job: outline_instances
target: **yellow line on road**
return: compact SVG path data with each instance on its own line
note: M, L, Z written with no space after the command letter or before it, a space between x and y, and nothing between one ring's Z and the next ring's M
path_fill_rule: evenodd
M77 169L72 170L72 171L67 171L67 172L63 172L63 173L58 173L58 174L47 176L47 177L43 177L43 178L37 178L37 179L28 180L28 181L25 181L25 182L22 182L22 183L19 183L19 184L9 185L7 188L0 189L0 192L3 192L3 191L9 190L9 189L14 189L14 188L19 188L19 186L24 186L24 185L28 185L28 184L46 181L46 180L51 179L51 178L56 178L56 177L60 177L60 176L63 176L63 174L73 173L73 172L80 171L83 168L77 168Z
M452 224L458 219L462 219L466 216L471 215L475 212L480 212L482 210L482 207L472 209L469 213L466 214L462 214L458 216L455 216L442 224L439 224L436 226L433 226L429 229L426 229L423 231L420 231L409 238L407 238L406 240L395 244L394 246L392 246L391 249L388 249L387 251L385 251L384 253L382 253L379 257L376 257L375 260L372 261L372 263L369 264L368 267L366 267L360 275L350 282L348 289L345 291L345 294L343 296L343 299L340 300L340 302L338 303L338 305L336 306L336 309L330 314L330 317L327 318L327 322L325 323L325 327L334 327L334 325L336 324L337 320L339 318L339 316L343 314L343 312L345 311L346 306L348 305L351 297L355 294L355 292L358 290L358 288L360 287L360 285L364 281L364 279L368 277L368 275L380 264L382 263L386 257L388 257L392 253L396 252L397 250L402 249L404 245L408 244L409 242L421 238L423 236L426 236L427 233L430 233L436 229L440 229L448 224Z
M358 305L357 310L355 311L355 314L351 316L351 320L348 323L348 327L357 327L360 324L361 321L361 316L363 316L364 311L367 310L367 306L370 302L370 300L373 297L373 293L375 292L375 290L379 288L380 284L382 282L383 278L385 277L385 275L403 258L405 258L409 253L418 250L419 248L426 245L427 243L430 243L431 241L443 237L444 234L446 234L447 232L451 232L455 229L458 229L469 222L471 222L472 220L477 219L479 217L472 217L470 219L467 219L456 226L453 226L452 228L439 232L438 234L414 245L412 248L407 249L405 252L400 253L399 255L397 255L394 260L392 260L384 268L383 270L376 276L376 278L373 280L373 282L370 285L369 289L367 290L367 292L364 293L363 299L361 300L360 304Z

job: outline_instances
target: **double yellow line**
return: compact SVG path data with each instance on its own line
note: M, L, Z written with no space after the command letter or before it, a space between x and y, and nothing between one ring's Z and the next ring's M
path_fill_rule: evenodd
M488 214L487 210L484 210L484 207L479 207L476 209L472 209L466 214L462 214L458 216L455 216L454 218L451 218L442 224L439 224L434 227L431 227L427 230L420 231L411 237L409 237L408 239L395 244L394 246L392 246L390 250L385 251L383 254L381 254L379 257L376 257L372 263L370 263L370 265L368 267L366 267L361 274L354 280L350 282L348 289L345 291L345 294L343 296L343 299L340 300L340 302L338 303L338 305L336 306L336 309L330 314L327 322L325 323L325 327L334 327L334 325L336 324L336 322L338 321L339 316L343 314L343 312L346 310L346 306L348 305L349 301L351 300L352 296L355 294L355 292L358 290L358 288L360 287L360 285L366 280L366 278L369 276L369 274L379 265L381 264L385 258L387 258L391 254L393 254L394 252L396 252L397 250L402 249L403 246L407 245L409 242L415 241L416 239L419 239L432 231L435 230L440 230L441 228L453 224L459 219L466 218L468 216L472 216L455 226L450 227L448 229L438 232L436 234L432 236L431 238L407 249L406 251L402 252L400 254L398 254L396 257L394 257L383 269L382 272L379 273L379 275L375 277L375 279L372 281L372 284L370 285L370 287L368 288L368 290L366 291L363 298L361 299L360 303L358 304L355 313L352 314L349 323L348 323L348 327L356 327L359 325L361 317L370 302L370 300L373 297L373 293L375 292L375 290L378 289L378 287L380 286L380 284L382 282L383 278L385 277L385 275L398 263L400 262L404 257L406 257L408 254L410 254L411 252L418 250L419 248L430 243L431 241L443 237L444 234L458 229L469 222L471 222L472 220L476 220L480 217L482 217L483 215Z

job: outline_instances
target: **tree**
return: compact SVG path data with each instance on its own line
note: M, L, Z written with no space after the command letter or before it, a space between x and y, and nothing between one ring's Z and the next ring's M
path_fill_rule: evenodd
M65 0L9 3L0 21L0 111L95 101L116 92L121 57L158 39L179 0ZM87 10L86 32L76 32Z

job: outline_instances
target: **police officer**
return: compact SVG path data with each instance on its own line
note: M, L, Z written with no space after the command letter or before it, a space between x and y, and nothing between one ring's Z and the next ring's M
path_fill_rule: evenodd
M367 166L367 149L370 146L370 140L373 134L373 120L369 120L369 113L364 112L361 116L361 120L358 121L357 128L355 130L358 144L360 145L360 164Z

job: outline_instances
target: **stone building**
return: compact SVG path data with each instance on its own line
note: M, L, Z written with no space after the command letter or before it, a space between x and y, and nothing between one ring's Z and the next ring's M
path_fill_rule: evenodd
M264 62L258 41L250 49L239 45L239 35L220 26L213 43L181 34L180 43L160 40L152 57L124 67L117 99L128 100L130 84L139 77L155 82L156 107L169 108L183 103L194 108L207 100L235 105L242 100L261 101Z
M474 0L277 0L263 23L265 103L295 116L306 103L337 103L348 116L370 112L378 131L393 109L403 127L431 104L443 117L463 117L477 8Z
◇ ◇ ◇ ◇ ◇
Task instructions: Give the listing above again, word for word.

Written reply:
job: outline_instances
target: **yellow line on road**
return: compact SVG path data with each instance on its own line
note: M, L, Z written with no space after the command letter or before it, a space between x and y, and nothing between one ring's Z and the next ring's M
path_fill_rule: evenodd
M77 169L72 170L72 171L67 171L67 172L63 172L63 173L58 173L58 174L47 176L47 177L43 177L43 178L37 178L37 179L28 180L28 181L25 181L25 182L22 182L22 183L19 183L19 184L9 185L7 188L0 189L0 192L3 192L3 191L9 190L9 189L14 189L14 188L19 188L19 186L24 186L24 185L28 185L28 184L46 181L46 180L51 179L51 178L56 178L56 177L60 177L60 176L63 176L63 174L73 173L73 172L80 171L83 168L77 168Z
M452 224L458 219L462 219L466 216L471 215L475 212L480 212L482 210L482 207L472 209L469 213L466 214L462 214L458 216L455 216L442 224L439 224L436 226L433 226L429 229L426 229L423 231L420 231L409 238L407 238L406 240L395 244L394 246L392 246L391 249L388 249L387 251L385 251L384 253L382 253L379 257L376 257L375 260L372 261L372 263L369 264L368 267L366 267L360 275L350 282L348 289L345 291L345 294L343 296L343 299L340 300L340 302L338 303L338 305L336 306L336 309L330 314L330 317L327 318L327 322L325 323L325 327L334 327L334 325L336 324L337 320L339 318L339 316L343 314L343 312L345 311L346 306L348 305L351 297L355 294L355 292L358 290L358 288L360 287L360 285L364 281L364 279L368 277L368 275L380 264L382 263L386 257L388 257L392 253L396 252L397 250L402 249L404 245L408 244L409 242L421 238L423 236L426 236L427 233L430 233L436 229L440 229L448 224Z
M358 305L357 310L355 311L355 314L351 316L351 320L348 323L348 327L357 327L360 324L361 321L361 316L363 316L364 311L367 310L367 306L370 302L370 300L373 297L373 293L375 292L375 290L379 288L380 284L382 282L383 278L385 277L385 275L403 258L405 258L409 253L418 250L419 248L426 245L427 243L430 243L431 241L443 237L444 234L446 234L447 232L451 232L455 229L458 229L469 222L471 222L472 220L477 219L479 217L472 217L470 219L467 219L456 226L453 226L452 228L439 232L438 234L414 245L412 248L407 249L405 252L400 253L399 255L397 255L394 260L392 260L384 268L383 270L376 276L376 278L373 280L373 282L370 285L369 289L367 290L367 292L364 293L363 299L361 300L360 304Z

job: outline_instances
target: **double yellow line**
return: compact SVG path data with each instance on its own line
note: M, L, Z written with no space after the command letter or before it, a space between x and y, and nothing between one ring's Z and the next ring's M
path_fill_rule: evenodd
M488 214L487 210L484 210L484 207L479 207L476 209L472 209L466 214L462 214L458 216L455 216L454 218L451 218L442 224L439 224L434 227L431 227L427 230L420 231L411 237L409 237L408 239L395 244L394 246L392 246L390 250L385 251L383 254L381 254L379 257L376 257L372 263L370 263L370 265L368 267L366 267L361 274L354 280L350 282L348 289L345 291L345 294L343 296L343 299L340 300L340 302L338 303L338 305L336 306L336 309L330 314L327 322L325 323L325 327L334 327L334 325L336 324L336 322L338 321L339 316L343 314L343 312L346 310L346 306L348 305L349 301L351 300L352 296L355 294L355 292L358 290L358 288L360 287L360 285L366 280L366 278L369 276L369 274L379 265L381 264L385 258L387 258L391 254L393 254L394 252L396 252L397 250L402 249L403 246L407 245L409 242L415 241L416 239L419 239L432 231L435 230L440 230L441 228L453 224L459 219L466 218L468 216L472 216L455 226L450 227L448 229L438 232L436 234L432 236L431 238L407 249L406 251L402 252L400 254L398 254L396 257L394 257L383 269L382 272L379 273L379 275L375 277L375 279L372 281L372 284L370 285L370 287L368 288L368 290L366 291L363 298L361 299L360 303L358 304L355 313L352 314L349 323L348 323L348 327L356 327L359 325L361 317L370 302L370 300L373 297L373 293L375 292L375 290L378 289L378 287L380 286L380 284L382 282L383 278L385 277L385 275L398 263L400 262L404 257L406 257L408 254L410 254L411 252L418 250L419 248L430 243L431 241L443 237L444 234L458 229L469 222L471 222L472 220L476 220L480 217L482 217L483 215Z

job: outline_instances
target: **tree**
return: compact SVG path data with each instance on its own line
note: M, L, Z written with no space after the command letter or before it, a space between x and y, and nothing between one ring's Z and the next ring's M
path_fill_rule: evenodd
M65 0L9 3L0 21L0 111L95 101L116 92L121 57L158 39L179 0ZM87 10L86 32L76 32Z

job: outline_instances
target: **police officer**
return: compact SVG path data with each instance on its own line
note: M, L, Z written with no space after the command letter or before it, a space between x and y, and nothing between one ring's Z and the next ring's M
path_fill_rule: evenodd
M367 166L367 149L370 146L370 140L373 134L373 120L369 120L369 113L364 112L361 116L361 120L358 121L357 128L355 130L358 144L360 145L360 164Z

job: outline_instances
target: **stone building**
return: compact SVG path data with each instance on its own line
note: M, L, Z written with no space after the command letter or before it, a space between x and y, and nothing between one ring's Z and the next ring's M
path_fill_rule: evenodd
M264 62L258 41L250 49L239 45L239 35L220 26L213 43L181 34L180 43L160 40L152 57L124 67L117 99L128 100L130 84L139 77L155 82L156 107L169 108L183 103L194 108L207 100L235 105L242 100L261 101Z
M474 0L277 0L263 23L265 103L295 116L306 103L337 103L348 116L370 112L378 131L393 109L403 127L431 104L443 117L463 117L477 8Z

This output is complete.